** begin Page text **

Friday, April 30

Sometimes I Get Smiles That Even I Can't Explain

Case in point: apparently someone's working on a movie documentary about the life of musical instrument inventor/mad scientist extraordinaire Bob Moog. Considered by many to be the father of the synthesizer, footprints of Moog's creativity can be found in almost all modern electronic music.

But more than just an engineering marvel, Moog the person is sort of this crazy-haired maverick who looks at the world through a very unique set of eyes. From making instruments that you play by waving your hands through the air to challenging the way people think about creativity, this is the kind of guy who leaves a mark on you whenever you read his words or hear him talk.

So when I discovered the site promoting this movie and started watching the trailer, I kinda knew what I was getting into. But what I wasn't really expecting at all was the huge grin that broke out on my face at the sight of this world-reknowned 70-year old laughing like a little kid while he banged away at a Japanese arcade game.

I mean, this is the dude who's basically responsible for almost every thing in this world that goes bleep, bloop, and blip. But for whatever reason, I found it unexpectedly and ultimately cool to see him grinning like a total dolt.

        High score, Bob.
        High score.



[Listening to: Prince


Thursday, April 29

Speed on the Sleeve

How can I hear this song without thinking of you?
How can I see the moon and not remember?
How could I ever walk through cookie aisles and not want to touch?

Every time I drive
I raise my eyes to
radio antennaes
searching for...

       Red Skies
       Dragonflies
       Orange cars
       and dove bars


How can I see your blushing smile and ever forget the day we learned to swim?
...how can I forget the things you've said to him?

                You wear your heart on your sleeve
                she said, she said
                but sometimes it beats
                a little too fast
                for me


[Listening to: Zero7


Tuesday, April 27

Cue

I shaved my head again. Summer's here, the ocean's been calling, and somehow whenever my hair starts to grow out now, I'm more aware of my bald spot than I should be. So I got out the clippers, plugged in, and didn't look back.

The thing about it is that no matter how many times I cut my hair like this, everything feels different. Shaving your head is rediscovering your skin. The warmth of the sun, the chill of the wind-- It's like I'm more aware of things now, less protected. Perhaps the honesty of the sensation is truly the best thing for me, but it's almost like a reflex to want that buffer there.

      I feel like I look worse when that halo's attached,
      ...but I still miss it when it's gone, you know?

** end Page text **
** begin Data listing **

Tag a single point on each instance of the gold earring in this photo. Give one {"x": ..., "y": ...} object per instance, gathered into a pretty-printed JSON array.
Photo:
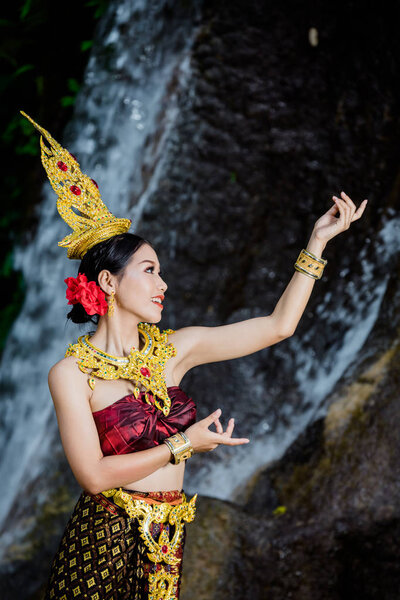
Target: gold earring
[{"x": 110, "y": 311}]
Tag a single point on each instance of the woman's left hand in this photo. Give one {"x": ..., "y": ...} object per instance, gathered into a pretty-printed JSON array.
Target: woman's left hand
[{"x": 328, "y": 226}]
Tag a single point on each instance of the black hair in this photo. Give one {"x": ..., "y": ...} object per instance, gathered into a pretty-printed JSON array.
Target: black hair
[{"x": 112, "y": 254}]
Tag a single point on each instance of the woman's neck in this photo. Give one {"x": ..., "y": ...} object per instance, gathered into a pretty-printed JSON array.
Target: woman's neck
[{"x": 113, "y": 336}]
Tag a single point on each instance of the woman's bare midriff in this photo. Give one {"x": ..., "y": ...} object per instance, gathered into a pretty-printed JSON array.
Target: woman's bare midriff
[
  {"x": 165, "y": 479},
  {"x": 169, "y": 477}
]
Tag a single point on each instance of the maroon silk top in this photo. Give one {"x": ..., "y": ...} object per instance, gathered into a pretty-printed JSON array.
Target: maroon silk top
[{"x": 131, "y": 424}]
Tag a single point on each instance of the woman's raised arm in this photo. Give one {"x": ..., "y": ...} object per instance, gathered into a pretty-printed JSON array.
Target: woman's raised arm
[{"x": 199, "y": 345}]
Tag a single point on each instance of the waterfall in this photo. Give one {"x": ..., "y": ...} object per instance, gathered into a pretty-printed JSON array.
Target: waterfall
[
  {"x": 315, "y": 375},
  {"x": 122, "y": 132},
  {"x": 124, "y": 114}
]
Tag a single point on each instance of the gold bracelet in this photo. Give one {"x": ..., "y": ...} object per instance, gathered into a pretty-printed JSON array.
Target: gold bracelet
[
  {"x": 180, "y": 447},
  {"x": 310, "y": 265}
]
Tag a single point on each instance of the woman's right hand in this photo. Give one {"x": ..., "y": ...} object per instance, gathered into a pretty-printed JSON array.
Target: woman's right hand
[{"x": 203, "y": 440}]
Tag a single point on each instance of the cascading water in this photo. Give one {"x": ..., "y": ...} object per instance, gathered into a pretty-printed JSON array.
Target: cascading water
[
  {"x": 315, "y": 375},
  {"x": 124, "y": 134},
  {"x": 119, "y": 131}
]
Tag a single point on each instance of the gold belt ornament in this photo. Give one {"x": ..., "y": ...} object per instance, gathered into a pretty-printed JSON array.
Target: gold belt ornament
[{"x": 162, "y": 582}]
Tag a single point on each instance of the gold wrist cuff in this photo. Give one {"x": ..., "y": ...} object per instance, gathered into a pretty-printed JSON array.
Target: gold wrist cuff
[
  {"x": 309, "y": 264},
  {"x": 179, "y": 446}
]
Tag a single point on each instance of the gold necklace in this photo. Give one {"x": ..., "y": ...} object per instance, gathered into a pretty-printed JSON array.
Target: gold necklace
[{"x": 145, "y": 367}]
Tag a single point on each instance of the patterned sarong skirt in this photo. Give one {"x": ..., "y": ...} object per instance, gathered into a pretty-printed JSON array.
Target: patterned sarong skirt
[{"x": 121, "y": 545}]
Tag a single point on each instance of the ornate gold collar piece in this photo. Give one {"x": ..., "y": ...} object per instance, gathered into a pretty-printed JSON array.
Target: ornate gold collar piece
[{"x": 145, "y": 367}]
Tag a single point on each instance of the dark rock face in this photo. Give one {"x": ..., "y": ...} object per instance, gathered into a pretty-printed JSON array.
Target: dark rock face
[{"x": 270, "y": 128}]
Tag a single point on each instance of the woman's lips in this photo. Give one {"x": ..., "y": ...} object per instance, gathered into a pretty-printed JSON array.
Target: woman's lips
[{"x": 158, "y": 304}]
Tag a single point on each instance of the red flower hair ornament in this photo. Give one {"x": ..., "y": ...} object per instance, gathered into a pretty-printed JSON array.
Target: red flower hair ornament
[{"x": 87, "y": 293}]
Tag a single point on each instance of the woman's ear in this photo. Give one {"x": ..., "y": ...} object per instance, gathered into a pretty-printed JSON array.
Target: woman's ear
[{"x": 106, "y": 281}]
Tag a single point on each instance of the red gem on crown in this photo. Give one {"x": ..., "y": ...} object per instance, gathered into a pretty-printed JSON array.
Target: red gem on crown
[{"x": 75, "y": 190}]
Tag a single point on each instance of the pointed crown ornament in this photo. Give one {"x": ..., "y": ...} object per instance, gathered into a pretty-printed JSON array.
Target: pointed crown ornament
[{"x": 93, "y": 222}]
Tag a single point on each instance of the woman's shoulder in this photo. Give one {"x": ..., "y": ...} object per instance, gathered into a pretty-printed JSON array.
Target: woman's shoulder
[{"x": 64, "y": 371}]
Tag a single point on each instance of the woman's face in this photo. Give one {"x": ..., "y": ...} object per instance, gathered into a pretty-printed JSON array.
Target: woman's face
[{"x": 141, "y": 288}]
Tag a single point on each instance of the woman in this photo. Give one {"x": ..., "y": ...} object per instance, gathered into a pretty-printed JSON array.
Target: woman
[{"x": 126, "y": 426}]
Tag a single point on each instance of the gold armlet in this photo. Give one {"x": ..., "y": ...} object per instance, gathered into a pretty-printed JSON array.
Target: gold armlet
[
  {"x": 180, "y": 447},
  {"x": 309, "y": 264}
]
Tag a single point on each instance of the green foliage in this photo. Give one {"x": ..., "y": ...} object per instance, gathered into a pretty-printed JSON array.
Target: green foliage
[
  {"x": 42, "y": 56},
  {"x": 73, "y": 87}
]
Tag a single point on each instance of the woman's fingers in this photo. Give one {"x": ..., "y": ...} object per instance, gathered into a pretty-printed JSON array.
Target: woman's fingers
[
  {"x": 207, "y": 421},
  {"x": 360, "y": 210},
  {"x": 348, "y": 200},
  {"x": 218, "y": 426},
  {"x": 231, "y": 425}
]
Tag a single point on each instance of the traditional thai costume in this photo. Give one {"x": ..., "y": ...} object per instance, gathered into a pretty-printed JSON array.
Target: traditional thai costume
[{"x": 120, "y": 543}]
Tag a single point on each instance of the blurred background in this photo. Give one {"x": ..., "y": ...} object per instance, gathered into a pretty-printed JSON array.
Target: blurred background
[{"x": 222, "y": 129}]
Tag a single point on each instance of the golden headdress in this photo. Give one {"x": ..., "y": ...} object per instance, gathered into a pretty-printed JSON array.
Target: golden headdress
[{"x": 93, "y": 223}]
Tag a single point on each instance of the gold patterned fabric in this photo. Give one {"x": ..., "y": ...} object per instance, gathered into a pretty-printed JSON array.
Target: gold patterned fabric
[{"x": 103, "y": 554}]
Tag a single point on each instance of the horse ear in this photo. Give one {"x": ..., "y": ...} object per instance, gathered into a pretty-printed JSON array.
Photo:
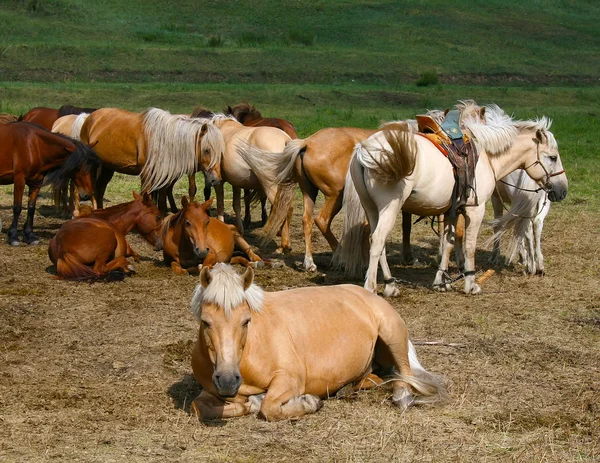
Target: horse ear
[
  {"x": 248, "y": 278},
  {"x": 539, "y": 136},
  {"x": 205, "y": 276}
]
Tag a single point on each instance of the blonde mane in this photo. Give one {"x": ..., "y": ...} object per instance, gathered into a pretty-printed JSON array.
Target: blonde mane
[
  {"x": 226, "y": 290},
  {"x": 77, "y": 124},
  {"x": 172, "y": 147}
]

** end Data listing **

Your task = In the blog posts, what do many people consider Bob Moog to be? The rows play no part in this work.

Answer below = The father of the synthesizer.